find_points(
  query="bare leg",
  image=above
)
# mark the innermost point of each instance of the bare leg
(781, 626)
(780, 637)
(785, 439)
* * *
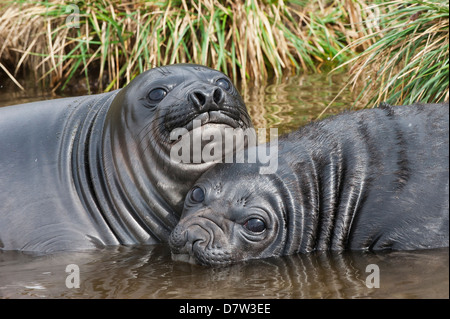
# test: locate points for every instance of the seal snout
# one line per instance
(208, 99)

> **Problem to solve**
Count the lines in the items that contain the string "instance", with case counting. Give only the number.

> **Exercise response**
3